What to do
Copy out each of the following lines word for word, without changing anything.

Data records
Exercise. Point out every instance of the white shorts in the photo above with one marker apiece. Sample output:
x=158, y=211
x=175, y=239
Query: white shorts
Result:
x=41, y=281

Answer to this problem
Exercise. Point out every instance of the white shorts in the photo above with one marker apiece. Sample output:
x=158, y=211
x=175, y=239
Query: white shorts
Result:
x=41, y=281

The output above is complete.